Problem requirements
List each line below that contains the string "certificate", copying every such line in full.

Items
───

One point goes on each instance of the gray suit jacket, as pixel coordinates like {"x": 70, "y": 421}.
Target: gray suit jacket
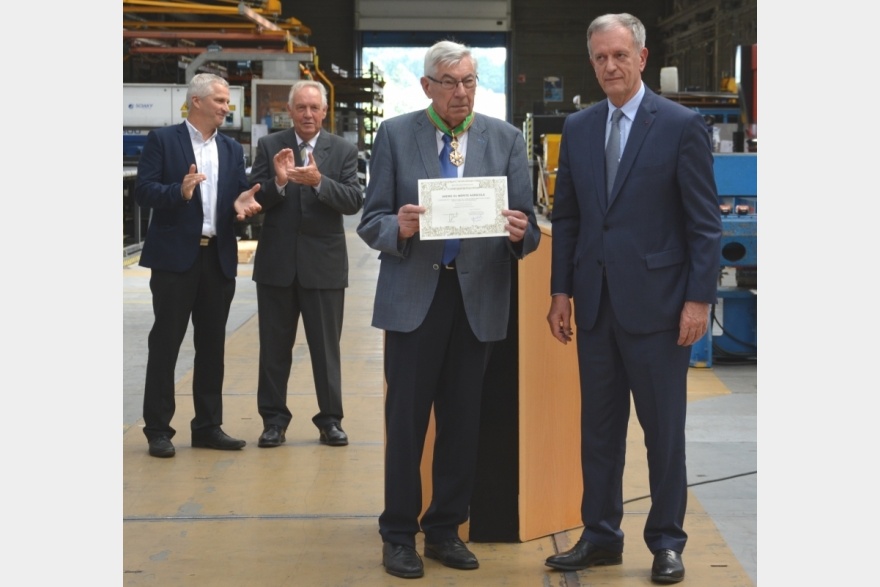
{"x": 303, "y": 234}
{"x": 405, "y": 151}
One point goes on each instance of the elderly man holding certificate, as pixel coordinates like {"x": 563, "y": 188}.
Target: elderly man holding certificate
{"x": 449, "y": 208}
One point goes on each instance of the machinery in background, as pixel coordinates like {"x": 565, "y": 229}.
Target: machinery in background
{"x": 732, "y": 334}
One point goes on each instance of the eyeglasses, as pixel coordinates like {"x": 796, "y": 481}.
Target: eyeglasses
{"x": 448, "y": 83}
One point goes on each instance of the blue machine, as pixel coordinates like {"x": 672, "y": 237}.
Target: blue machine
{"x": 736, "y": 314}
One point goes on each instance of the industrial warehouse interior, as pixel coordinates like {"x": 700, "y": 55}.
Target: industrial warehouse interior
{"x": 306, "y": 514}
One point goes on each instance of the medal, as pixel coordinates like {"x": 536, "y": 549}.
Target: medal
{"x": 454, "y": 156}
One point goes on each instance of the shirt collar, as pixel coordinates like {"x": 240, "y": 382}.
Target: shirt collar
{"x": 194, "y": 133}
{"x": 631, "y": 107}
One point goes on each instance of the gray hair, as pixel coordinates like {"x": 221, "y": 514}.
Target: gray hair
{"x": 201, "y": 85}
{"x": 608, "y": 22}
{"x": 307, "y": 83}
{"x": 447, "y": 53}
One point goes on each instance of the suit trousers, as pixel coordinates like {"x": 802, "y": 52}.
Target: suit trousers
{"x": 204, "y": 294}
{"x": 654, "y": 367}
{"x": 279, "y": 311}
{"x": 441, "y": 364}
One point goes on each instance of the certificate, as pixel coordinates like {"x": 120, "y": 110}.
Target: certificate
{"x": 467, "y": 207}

───

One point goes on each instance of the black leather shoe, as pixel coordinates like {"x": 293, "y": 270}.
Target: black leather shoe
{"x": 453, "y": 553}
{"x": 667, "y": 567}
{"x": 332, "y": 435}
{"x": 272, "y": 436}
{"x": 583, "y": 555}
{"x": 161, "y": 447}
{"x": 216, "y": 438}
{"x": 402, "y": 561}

───

Expected answer
One point goes on each instance of the elderly man holding certificate, as pixel coordinates like {"x": 563, "y": 188}.
Target: elderly man holding certificate
One point goes on each instance of the certificate, as pixel coordinates like {"x": 120, "y": 110}.
Target: certificate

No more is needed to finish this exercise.